'''

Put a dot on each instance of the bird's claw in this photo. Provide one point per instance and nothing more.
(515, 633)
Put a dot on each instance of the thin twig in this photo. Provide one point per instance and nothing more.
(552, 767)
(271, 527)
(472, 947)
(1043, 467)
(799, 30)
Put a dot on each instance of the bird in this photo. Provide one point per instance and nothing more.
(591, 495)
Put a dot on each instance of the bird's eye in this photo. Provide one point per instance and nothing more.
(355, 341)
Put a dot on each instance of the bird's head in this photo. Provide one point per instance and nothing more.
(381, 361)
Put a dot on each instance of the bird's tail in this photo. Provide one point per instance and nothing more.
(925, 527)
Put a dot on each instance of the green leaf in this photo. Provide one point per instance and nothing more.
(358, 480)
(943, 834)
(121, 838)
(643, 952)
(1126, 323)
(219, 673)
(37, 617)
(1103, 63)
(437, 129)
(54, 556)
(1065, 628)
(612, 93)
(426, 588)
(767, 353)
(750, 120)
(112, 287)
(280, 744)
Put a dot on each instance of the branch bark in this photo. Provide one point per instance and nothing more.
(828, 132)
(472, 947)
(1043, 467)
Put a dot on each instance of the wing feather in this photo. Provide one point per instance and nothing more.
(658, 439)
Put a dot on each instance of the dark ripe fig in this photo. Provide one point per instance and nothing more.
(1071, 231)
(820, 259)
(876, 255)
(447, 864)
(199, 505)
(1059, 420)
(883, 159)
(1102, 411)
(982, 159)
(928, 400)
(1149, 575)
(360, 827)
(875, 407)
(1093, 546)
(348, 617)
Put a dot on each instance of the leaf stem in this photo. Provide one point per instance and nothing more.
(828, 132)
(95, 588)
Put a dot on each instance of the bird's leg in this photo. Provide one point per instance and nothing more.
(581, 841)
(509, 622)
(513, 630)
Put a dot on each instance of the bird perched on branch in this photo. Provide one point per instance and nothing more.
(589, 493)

'''

> **Aim**: Reproduce the records from the line containing "Put a dot on each instance of the bird in" through the end of the records, substituting "ripe purple fig" for "dark ripe fig" and changing nothing else.

> **Finished exercise**:
Put a dot on each instance of the bird in this photo. Provide one point per instance and nothing more.
(591, 495)
Put a dot on each instance of the bird's eye in this photo. Provide one point per instance and nothing more.
(355, 341)
Put a dot on each instance of the bird's head in this photo. Provide one point per instance and nothing more.
(381, 361)
Put a dot on each instance of the bird's tail in this photo. Provide one point per instance and nothing more.
(925, 527)
Put a dot on each instance of the green leaf in this photo. Provide one point per instance and nothing more.
(358, 480)
(943, 834)
(121, 838)
(643, 952)
(1126, 323)
(219, 673)
(37, 617)
(1103, 63)
(437, 129)
(54, 556)
(1065, 628)
(612, 93)
(426, 588)
(767, 353)
(750, 120)
(112, 287)
(280, 744)
Put a dot on each instance of the branch bark in this photo. Provide one point per instance and nothing more.
(828, 132)
(472, 947)
(1043, 467)
Put a dot on each instance of the wing feather in this photo. Provide one point per instance and nothing more.
(658, 439)
Put a dot on each instance of the ripe purple fig in this photo. Provide one point per instance and nothing more.
(1071, 231)
(820, 259)
(876, 255)
(447, 864)
(199, 505)
(1059, 420)
(883, 159)
(1102, 411)
(982, 159)
(928, 400)
(1149, 575)
(360, 827)
(875, 407)
(1093, 546)
(348, 617)
Put a dot on each instance of the leaf stem in this photo. Provide one point per instance and nothing more.
(828, 132)
(95, 588)
Put a dot on each instance of the bird's leg in this photo. Provide one point per instance and nothing more.
(581, 841)
(509, 622)
(513, 630)
Put a dot on each instance of the bird perched on branch in this photo. Provide one point per instance and nothing more.
(589, 493)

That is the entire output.